═══ Records for the task ═══
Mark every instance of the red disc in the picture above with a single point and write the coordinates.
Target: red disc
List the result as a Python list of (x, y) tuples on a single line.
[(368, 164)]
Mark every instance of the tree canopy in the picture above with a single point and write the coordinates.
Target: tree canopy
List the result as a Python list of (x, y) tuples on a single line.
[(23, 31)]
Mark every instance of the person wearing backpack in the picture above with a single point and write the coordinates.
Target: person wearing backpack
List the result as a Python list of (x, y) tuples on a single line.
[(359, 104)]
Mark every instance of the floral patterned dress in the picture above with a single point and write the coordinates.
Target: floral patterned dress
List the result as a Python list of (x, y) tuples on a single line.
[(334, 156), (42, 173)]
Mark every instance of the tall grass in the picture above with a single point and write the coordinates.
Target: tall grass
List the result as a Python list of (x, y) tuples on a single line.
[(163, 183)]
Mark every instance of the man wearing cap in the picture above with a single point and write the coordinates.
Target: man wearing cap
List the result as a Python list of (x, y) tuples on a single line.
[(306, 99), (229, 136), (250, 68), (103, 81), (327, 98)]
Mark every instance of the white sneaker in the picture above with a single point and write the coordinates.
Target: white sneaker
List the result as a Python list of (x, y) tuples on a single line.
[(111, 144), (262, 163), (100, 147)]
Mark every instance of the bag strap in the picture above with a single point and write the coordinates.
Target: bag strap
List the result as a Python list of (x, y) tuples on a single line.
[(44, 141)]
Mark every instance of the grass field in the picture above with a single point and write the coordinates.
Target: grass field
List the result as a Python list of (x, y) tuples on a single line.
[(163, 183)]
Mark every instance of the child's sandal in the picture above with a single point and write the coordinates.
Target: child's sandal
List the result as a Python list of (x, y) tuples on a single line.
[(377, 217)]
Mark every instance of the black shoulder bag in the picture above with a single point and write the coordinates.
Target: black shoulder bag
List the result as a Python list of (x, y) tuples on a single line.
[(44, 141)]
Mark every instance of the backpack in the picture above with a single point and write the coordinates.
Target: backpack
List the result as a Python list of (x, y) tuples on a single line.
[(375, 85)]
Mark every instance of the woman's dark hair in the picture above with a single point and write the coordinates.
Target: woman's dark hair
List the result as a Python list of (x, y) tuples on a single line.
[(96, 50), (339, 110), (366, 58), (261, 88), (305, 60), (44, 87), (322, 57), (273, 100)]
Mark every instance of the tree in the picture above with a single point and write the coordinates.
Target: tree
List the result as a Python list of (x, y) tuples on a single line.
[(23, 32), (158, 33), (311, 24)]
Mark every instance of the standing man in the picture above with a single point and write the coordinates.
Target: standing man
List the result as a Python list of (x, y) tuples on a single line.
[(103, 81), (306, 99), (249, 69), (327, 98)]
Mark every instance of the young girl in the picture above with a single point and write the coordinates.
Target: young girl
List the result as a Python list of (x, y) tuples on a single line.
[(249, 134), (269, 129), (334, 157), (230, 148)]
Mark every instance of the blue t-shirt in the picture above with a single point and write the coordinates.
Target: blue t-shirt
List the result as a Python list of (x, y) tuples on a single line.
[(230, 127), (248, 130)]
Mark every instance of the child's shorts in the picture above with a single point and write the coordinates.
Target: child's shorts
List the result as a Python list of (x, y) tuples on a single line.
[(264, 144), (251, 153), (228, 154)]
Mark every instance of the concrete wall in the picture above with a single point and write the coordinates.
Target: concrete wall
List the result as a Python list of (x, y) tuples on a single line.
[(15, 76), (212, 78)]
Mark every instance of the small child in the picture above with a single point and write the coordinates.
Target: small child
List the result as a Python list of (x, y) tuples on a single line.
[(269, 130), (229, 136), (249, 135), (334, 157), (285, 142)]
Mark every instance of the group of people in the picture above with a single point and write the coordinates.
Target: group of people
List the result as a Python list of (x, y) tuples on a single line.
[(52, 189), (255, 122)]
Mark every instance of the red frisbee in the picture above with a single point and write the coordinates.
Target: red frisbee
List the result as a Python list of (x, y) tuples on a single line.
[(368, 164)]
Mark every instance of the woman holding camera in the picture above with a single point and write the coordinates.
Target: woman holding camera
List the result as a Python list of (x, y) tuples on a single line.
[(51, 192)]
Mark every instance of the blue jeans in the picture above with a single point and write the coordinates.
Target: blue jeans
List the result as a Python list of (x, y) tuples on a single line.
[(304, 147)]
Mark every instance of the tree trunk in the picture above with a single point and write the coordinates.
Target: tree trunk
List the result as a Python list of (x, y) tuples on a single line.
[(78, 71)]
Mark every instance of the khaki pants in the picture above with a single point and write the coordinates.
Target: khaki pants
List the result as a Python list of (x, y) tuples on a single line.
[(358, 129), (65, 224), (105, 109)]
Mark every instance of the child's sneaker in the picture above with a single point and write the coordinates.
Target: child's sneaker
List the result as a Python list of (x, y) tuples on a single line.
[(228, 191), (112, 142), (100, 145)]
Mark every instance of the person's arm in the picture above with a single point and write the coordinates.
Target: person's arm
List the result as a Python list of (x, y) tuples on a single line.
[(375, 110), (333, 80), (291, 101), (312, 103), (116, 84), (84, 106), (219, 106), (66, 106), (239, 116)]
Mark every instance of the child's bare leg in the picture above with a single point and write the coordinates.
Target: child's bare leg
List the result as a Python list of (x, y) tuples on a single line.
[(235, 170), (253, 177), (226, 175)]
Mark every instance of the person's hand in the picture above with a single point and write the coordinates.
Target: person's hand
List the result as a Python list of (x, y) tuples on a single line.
═══
[Given problem] Lay out every line of the listing above as a numbered list, leaving out any blank lines.

[Task answer]
1. Mark every instance of the red disc in the picture above with a single point and write the coordinates.
2. Target: red disc
3. List the result as a Python list of (x, y) tuples on a single line.
4. [(368, 164)]
5. Mark every instance of the tree canopy in the picture above with a single point and write the coordinates.
6. Target: tree canopy
7. List the result as a Python list of (x, y) tuples on a single line.
8. [(23, 31)]
9. Mark every instance of the person wearing backpack in the picture above with a single point and write the coordinates.
10. Target: person wearing backpack
11. List the result as a Python list of (x, y) tuples on a single line.
12. [(359, 104)]
13. Mark every instance of the floral patterned dress in the picture above with a single point and write the coordinates.
14. Target: floral patterned dress
15. List the result as a Python list of (x, y) tuples on a single line.
16. [(334, 156), (42, 173)]
17. Mark every instance of the tall grass in the picture above with a single point and write the coordinates.
18. Target: tall grass
19. List the result as a Python list of (x, y) tuples on a single line.
20. [(163, 183)]
21. Mark every instance of the man wearing cap in the picture above with a single point and write the coordinates.
22. Target: man wearing cap
23. List the result as a Python list of (x, y) tuples on a single line.
24. [(306, 99), (229, 136), (250, 68), (103, 81), (327, 98)]
25. Mark every instance of the white sneaker in the picture above with a single point and write the coordinates.
26. Target: white sneaker
27. List the result as a Python list of (x, y) tuples on a single line.
28. [(111, 144), (262, 163), (100, 147)]
29. Mark every instance of the bag strap in the picture above with a single point and write the coordinates.
30. Target: bag strap
31. List the result as a Python list of (x, y) tuples on a single line.
32. [(44, 141)]
33. Mark every instance of the grass field in the picture above with a single point and write the coordinates.
34. Target: grass field
35. List the result as a Python list of (x, y) tuples on a single line.
36. [(163, 183)]
37. Mark every instance of the child's sandal in the picture above with a single point and write the coordinates.
38. Target: child's sandal
39. List the result as a Python list of (x, y) tuples on a single line.
40. [(377, 217)]
41. Mark every instance of the black shoulder bag in the picture above with a single point and write the coordinates.
42. Target: black shoulder bag
43. List the result as a Python list of (x, y) tuples on a single line.
44. [(44, 141)]
45. Mark every instance of the backpack in the picture above with a single point and write the coordinates.
46. Target: backpack
47. List the result as a Python list of (x, y) tuples on a single line.
48. [(375, 85)]
49. Mark every instance of the woman's dark hair in the picture above with a single point and write the coordinates.
50. Target: woman's dark hair
51. List the result as a Python list of (x, y) tuples on a single line.
52. [(96, 50), (339, 110), (366, 58), (261, 88), (305, 60), (44, 87), (322, 57), (273, 100)]
53. Mark every instance of the tree in the picture above with a single point and write the coordinates.
54. Target: tree
55. List the result as a Python list of (x, y) tuples on a single line.
56. [(23, 32), (158, 33), (311, 24)]
57. Mark every instance of the standing man in the picture above with a single point and write the coordinates.
58. Target: standing man
59. List the result as a Python list of (x, y) tuples on a single line.
60. [(103, 81), (306, 99), (249, 69), (327, 98)]
61. Mark every instance of the young girl in the picture above with a single point and write the coordinates.
62. Target: young girl
63. List the result as a Python list of (x, y) tuples on a single line.
64. [(249, 134), (269, 129), (334, 157), (230, 148)]
65. Mark every instance of the blue t-shirt in the picture above with a single point and write the coordinates.
66. Target: blue t-shirt
67. List the result as a Python list of (x, y) tuples on a single line.
68. [(230, 127), (248, 130)]
69. Mark every instance of the child's shorts in the picture above with a single point and write the coordinates.
70. Target: child's shorts
71. List the result as a Python list of (x, y) tuples on a single line.
72. [(264, 144), (251, 153), (228, 154)]
73. Mark every instance of the concrete wall in the picture above with a single point and write the coordinates.
74. Target: concrete wall
75. List the result as a Python list of (x, y) tuples on a single line.
76. [(15, 76), (212, 78)]
77. Mark every instance of the small child in the picture above with a single point and write the coordinates.
78. Target: small child
79. List the result as a Python list of (x, y) tuples on a single line.
80. [(269, 130), (229, 136), (249, 135), (334, 157), (285, 142)]
81. Mark every instance of the group of people in the picture above with a single point and write the coordinates.
82. Target: group of people
83. List the result as a Python list of (x, y) tuples on a single line.
84. [(52, 189), (255, 122)]
85. Mark every instance of the red frisbee in the picture above with a single point and write the coordinates.
86. Target: red frisbee
87. List the result as a Python list of (x, y) tuples on a single line.
88. [(368, 164)]
89. Mark every instance of the woman holding camera in the picture above with a single point and write the coordinates.
90. Target: woman holding camera
91. List the result as a Python list of (x, y) tuples on a single line.
92. [(51, 192)]
93. Mark every instance of the blue jeans in the picture above with a single point and write the coordinates.
94. Target: blue jeans
95. List the result as a Python list of (x, y) tuples on a single line.
96. [(304, 147)]
97. Mark every instance of the tree trunk in the picture above with a single point and write the coordinates.
98. Target: tree trunk
99. List the result as a Python list of (x, y) tuples on a single line.
100. [(78, 71)]
101. Mark every instance of the khaki pants in the picture above with a single point and write the coordinates.
102. Target: khaki pants
103. List the result as a Python list of (x, y) tuples on a single line.
104. [(358, 129), (65, 224), (105, 109)]
105. Mark every instance of the child's sneaker in the picture above with a single point and write the coordinates.
106. Target: child's sneaker
107. List the result as a Python list of (x, y) tuples on a single line.
108. [(228, 191), (112, 142), (100, 145)]
109. Mark every instance of the person's arm in the picture above with a single point and write the coordinates.
110. Target: person's arm
111. List the result as a Python list of (x, y) tuples on a single line.
112. [(375, 110), (333, 80), (291, 101), (312, 103), (116, 84), (84, 106), (219, 106), (66, 106), (239, 116)]
113. Mark every instance of the child's bare leg in the picture above with a single point and write the coordinates.
114. Target: child's bare leg
115. List the result as a Python list of (x, y) tuples on a single line.
116. [(235, 170), (253, 177), (226, 175)]
117. Mark every instance of the person's hand in the picture above with a single point and write the coordinates.
118. Target: person's hand
119. List the result as a Python list of (x, y) tuples on a single line.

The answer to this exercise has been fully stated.